- **Provided information**
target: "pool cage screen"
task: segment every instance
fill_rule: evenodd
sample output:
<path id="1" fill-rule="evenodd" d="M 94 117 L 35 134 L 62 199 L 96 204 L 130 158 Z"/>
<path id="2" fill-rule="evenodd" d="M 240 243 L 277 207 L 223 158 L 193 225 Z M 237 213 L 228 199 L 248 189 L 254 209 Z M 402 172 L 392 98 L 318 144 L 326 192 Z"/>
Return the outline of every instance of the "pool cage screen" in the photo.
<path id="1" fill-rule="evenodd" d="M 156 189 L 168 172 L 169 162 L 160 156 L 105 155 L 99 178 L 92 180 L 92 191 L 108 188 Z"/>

- **What is needed**
Quote every line of the records above verbatim.

- **Response to this task**
target: "pool cage screen"
task: segment every instance
fill_rule: evenodd
sample output:
<path id="1" fill-rule="evenodd" d="M 94 117 L 35 134 L 62 199 L 96 204 L 130 158 Z"/>
<path id="2" fill-rule="evenodd" d="M 240 243 L 277 207 L 223 158 L 193 225 Z M 237 213 L 228 199 L 248 189 L 254 209 Z M 402 172 L 392 98 L 318 144 L 326 192 Z"/>
Return the outline of every instance of the "pool cage screen" in the photo.
<path id="1" fill-rule="evenodd" d="M 156 189 L 168 172 L 169 162 L 160 156 L 105 155 L 99 178 L 92 180 L 92 191 L 108 188 Z"/>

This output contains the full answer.